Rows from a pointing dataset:
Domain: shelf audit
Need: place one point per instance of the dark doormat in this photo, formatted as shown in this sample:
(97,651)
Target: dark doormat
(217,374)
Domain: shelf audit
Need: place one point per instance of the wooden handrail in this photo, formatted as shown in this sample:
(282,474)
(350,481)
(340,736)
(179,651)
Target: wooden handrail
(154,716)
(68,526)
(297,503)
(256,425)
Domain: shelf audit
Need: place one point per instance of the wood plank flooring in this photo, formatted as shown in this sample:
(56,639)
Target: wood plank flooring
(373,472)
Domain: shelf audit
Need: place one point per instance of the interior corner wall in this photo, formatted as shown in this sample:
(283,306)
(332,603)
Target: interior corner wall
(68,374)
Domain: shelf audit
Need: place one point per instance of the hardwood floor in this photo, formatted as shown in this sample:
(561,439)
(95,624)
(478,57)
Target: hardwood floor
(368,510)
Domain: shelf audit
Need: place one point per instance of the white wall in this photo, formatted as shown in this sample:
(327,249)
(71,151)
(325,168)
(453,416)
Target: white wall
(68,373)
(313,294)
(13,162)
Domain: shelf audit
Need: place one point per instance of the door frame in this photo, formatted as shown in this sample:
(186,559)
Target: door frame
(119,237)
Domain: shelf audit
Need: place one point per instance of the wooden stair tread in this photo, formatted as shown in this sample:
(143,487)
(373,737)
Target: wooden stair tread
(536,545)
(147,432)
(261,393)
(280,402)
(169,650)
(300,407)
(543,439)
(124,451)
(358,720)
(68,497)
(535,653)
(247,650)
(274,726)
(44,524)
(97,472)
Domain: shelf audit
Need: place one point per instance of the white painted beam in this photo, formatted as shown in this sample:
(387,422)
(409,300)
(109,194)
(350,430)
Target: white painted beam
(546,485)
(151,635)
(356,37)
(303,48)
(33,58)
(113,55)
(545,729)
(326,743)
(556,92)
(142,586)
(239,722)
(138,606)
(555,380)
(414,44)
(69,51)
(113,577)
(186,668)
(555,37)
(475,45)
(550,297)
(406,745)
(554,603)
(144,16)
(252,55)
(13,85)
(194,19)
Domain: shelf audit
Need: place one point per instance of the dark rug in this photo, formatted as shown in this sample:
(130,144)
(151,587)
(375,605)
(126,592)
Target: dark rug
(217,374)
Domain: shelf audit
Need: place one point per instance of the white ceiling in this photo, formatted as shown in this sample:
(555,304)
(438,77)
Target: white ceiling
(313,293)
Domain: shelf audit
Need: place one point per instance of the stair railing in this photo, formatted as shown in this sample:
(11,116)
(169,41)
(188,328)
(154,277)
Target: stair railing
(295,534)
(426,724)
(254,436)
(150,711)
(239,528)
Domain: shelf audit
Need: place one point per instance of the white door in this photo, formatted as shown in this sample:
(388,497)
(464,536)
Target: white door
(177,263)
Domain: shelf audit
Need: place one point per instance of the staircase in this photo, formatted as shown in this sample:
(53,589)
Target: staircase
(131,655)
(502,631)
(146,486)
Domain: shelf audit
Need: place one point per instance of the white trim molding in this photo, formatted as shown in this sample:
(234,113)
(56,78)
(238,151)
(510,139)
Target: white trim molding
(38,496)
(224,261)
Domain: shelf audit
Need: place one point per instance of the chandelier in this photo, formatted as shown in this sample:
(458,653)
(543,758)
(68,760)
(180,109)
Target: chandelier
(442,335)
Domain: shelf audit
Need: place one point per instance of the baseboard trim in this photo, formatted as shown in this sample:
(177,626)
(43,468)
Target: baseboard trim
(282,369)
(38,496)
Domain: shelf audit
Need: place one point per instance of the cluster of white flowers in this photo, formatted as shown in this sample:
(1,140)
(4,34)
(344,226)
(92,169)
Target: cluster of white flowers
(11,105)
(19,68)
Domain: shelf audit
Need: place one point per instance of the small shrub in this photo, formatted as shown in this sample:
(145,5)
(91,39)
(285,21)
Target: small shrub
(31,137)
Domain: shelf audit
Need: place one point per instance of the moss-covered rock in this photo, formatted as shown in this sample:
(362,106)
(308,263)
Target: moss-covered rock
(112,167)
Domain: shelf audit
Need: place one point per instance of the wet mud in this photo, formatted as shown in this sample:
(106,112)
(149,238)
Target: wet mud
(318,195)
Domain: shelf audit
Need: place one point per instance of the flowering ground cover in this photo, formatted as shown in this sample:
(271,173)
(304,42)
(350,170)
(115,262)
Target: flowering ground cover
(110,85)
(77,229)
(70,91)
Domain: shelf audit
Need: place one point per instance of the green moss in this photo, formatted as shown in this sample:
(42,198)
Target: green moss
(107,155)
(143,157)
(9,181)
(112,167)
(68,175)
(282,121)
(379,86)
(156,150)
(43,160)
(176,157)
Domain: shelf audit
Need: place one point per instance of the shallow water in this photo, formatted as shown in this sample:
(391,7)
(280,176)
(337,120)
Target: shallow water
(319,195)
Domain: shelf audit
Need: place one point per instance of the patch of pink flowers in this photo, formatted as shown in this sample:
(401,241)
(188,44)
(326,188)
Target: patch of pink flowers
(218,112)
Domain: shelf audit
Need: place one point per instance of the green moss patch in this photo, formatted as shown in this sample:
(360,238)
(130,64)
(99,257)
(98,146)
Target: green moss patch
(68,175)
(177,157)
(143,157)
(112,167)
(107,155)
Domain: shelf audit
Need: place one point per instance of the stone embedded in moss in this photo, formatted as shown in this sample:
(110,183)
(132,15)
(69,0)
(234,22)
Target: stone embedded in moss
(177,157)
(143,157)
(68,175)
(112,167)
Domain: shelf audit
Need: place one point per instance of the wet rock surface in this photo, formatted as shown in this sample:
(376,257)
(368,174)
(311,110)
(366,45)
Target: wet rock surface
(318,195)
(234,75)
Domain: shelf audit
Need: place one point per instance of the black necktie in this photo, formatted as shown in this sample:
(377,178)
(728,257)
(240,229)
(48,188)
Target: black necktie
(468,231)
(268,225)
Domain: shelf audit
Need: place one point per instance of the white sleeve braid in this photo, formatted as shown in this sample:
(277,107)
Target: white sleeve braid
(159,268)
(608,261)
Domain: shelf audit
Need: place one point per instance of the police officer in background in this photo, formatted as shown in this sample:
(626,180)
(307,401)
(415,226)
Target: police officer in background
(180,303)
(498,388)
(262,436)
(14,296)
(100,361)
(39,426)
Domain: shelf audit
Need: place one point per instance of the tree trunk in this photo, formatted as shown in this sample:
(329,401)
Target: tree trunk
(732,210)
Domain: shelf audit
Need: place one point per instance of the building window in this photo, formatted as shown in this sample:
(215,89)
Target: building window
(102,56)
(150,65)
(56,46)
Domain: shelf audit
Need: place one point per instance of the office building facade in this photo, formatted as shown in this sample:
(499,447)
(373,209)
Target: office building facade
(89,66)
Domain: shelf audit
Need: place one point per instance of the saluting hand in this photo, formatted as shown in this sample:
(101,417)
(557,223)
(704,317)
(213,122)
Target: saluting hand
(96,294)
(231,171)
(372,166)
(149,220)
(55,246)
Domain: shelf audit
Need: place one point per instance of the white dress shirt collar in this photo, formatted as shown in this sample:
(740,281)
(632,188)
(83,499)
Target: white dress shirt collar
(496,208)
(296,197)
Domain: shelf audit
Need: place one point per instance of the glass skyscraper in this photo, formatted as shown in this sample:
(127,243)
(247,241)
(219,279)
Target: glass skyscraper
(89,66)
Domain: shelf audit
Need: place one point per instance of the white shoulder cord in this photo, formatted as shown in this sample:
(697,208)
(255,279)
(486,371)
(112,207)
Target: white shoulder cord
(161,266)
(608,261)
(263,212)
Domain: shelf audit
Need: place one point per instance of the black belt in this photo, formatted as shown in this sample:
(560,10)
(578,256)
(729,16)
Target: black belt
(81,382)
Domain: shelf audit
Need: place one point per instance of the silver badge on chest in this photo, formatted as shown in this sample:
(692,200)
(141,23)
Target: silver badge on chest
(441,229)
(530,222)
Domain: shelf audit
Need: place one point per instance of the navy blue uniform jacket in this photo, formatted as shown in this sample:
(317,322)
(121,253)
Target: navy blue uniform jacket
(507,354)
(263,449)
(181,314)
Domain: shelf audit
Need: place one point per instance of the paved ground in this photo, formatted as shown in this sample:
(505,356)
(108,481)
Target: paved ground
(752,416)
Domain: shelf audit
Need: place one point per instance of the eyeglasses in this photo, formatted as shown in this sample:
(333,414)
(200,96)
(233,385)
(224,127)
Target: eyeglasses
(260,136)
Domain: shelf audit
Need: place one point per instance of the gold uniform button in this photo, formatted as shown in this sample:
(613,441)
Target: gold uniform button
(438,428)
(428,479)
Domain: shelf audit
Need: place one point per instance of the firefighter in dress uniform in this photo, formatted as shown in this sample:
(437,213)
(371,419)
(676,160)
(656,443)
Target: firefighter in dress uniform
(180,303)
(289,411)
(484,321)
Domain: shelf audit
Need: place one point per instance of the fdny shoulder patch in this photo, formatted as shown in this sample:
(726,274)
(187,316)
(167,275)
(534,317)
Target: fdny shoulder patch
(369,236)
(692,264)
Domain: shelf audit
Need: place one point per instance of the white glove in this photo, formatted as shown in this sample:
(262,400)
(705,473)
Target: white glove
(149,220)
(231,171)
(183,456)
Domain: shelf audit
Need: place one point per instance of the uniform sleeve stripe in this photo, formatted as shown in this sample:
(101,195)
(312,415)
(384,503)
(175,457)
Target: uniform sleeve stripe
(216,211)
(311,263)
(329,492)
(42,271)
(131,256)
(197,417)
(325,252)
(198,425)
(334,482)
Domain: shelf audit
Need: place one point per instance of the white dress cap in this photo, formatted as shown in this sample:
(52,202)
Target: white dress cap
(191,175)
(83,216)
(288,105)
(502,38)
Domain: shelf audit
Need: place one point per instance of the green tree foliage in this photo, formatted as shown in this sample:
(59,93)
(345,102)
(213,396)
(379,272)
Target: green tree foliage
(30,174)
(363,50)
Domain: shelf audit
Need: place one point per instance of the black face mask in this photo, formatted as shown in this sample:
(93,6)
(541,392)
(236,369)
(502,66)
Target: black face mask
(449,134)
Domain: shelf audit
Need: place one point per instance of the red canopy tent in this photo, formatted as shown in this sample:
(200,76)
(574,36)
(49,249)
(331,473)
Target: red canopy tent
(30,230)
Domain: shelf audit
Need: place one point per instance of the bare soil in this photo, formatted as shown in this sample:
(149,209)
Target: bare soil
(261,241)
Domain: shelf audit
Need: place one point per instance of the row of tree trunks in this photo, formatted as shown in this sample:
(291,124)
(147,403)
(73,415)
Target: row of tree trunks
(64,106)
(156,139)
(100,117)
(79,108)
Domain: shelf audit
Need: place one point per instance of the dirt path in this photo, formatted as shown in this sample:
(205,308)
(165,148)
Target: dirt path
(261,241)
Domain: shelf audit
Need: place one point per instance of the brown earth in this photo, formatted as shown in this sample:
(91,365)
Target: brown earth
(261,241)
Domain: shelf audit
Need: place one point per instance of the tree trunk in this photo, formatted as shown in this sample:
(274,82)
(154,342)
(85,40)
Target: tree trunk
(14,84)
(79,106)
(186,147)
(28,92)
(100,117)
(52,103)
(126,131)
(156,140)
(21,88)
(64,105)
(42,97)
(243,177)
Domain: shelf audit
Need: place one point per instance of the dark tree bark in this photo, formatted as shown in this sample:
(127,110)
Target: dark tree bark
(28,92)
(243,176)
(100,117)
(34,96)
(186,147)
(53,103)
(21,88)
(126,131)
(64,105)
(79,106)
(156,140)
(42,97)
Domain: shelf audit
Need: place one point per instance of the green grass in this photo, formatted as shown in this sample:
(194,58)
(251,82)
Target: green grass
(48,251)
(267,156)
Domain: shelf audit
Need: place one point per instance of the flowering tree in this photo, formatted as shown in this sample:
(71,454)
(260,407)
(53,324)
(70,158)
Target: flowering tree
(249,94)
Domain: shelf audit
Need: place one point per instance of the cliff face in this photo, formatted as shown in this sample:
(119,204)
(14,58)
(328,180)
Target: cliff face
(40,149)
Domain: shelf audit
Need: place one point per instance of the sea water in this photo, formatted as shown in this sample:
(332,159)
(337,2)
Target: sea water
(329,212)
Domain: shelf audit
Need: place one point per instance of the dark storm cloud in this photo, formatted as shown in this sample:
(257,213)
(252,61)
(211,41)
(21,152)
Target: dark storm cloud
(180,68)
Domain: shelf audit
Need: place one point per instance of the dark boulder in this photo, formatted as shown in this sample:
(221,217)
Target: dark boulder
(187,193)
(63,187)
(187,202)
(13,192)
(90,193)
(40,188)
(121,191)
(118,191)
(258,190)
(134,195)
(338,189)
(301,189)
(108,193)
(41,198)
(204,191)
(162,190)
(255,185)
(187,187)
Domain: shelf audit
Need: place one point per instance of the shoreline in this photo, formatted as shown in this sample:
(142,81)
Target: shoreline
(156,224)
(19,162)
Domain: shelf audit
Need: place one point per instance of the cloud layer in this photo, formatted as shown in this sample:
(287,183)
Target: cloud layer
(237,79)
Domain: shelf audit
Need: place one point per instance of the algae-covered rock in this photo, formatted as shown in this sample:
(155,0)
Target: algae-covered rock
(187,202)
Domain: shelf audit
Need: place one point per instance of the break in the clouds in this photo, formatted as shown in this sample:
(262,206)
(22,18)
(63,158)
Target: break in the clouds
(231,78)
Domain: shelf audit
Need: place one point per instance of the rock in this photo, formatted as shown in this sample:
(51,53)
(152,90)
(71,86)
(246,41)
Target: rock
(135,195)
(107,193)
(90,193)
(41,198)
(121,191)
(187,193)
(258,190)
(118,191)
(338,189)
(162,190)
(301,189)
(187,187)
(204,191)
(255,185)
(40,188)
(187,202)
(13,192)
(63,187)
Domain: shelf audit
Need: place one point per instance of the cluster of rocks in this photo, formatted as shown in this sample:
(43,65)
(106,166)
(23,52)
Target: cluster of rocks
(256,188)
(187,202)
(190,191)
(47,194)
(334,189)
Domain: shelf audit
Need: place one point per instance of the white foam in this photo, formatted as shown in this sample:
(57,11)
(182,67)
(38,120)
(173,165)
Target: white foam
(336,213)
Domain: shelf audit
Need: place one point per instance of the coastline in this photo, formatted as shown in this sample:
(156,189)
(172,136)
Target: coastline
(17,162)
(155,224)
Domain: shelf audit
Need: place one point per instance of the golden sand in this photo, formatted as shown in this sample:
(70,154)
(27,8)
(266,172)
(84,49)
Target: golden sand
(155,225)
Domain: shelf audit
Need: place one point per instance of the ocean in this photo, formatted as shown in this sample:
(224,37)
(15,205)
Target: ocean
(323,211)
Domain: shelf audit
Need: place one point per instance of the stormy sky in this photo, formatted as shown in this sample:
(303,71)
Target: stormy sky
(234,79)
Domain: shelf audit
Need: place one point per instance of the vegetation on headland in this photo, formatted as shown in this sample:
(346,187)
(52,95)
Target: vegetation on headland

WHAT YOU WILL DO — Show every line of the rows above that contains the string "cord".

SOLUTION TO THIS PROBLEM —
Need: place one point per instance of the white shoulder cord in this photo, formatted as shown in this sample:
Target: white shoulder cord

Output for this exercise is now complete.